*** Opening of Reading text ***
Claims 68 and 69 are rejected under 35 USC § 103 as being unpatentable over Mark '584 or Mark '585.
These claims are directed to a therapeutic formulation which comprises an effective amount of the mutein of the present invention and at least one other anti-cancer or anti-viral compound, e.g., gamma-interferon. While Mark '584 and Mark '858 describe such a therapeutic formulation, this description does not appear in common parent Serial No. 06/486,162. This parent application only indicates that the synthetic mutein of IFN-B is useful for treatment of viral infections, and various types of cancer where interferon therapy is indicated.
However, in view of the disclosed utility of the synthetic mutein of IFN-B as an anti-cancer or anti-viral compound in Serial No. 06/486,162, it would have been prima facie obvious to one of ordinary skill in the art to use the disclosed synthetic muteins of IFN-B in combination with other known anti-cancer or anti-viral compounds such as gamma-interferon. In re Kerkhoven, 626 F.2d 846, 205 USPQ 1069 (CCPA 1980).
Any request for reconsideration or modification of this decision by the Board of Patent Appeals and Interferences based upon the same record must be filed within one month from the date of the decision (37 CFR 1.197). Should appellants elect to have further prosecution before the examiner in response to the new rejection under 37 CFR 1.196(b) by way of amendment or showing of facts, or both, not previously of record, a shortened statutory period for making such response is hereby set to expire two months from the date of this decision.
37 CFR 1.136(a) does not apply to the times for taking any subsequent action in connection with this appeal.
REVERSED, 37 CFR 1.196(b).
BOARD OF PATENT APPEALS AND INTERFERENCES
Irving R. Pellman
William F. Smith
FN1. It became apparent at oral argument that appellants' invention revolves around the present synthetic muteins retaining the biological activity of the native protein. The method of claims 54 and 56 is not so limited. When this was brought to counsel's attention during oral argument, counsel orally withdrew claims 54 and 56 from appeal.
*** Close of Reading text ***
Work instructions:
Answer these questions from the patent appeal decision above:
(a) Under which statute are claims 68 and 69 rejected?
(b) Within what period must a request for reconsideration based on the same record be filed?
(c) Which claims did counsel orally withdraw from appeal?
The items that come next are unrelated to the text above.
*** Opening of Raw data ***
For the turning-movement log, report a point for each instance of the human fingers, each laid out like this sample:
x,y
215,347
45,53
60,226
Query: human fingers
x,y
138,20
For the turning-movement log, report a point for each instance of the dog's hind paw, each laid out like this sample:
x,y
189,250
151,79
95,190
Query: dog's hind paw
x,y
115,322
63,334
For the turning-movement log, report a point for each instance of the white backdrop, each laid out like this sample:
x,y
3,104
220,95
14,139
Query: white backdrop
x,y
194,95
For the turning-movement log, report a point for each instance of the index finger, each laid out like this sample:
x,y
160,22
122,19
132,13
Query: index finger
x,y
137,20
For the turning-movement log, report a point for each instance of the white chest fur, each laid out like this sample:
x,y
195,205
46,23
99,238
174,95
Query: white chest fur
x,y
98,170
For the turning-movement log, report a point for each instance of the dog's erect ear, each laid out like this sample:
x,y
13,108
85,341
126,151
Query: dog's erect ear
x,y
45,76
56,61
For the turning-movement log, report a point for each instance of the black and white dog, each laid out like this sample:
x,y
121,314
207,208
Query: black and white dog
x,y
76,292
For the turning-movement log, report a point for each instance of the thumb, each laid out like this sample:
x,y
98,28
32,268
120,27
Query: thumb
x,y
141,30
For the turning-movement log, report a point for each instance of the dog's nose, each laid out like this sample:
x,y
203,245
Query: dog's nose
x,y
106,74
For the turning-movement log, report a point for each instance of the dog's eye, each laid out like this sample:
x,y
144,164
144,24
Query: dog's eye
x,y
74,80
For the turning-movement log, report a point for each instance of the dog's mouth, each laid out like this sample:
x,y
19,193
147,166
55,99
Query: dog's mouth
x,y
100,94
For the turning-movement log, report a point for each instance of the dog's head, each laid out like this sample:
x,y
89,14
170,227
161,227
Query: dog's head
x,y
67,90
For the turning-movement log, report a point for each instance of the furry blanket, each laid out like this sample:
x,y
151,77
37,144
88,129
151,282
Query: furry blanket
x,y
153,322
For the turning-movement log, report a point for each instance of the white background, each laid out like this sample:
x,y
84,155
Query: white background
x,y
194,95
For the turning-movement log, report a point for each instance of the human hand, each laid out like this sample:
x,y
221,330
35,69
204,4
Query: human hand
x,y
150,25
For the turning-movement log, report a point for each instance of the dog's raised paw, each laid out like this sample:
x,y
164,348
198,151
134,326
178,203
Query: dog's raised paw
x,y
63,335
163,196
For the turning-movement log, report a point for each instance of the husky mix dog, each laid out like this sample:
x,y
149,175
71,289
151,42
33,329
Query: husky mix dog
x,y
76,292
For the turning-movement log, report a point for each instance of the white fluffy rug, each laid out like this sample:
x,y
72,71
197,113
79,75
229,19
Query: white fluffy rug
*** Close of Raw data ***
Answer box:
(a) 35 USC § 103
(b) Within one month from the date of the decision
(c) Claims 54 and 56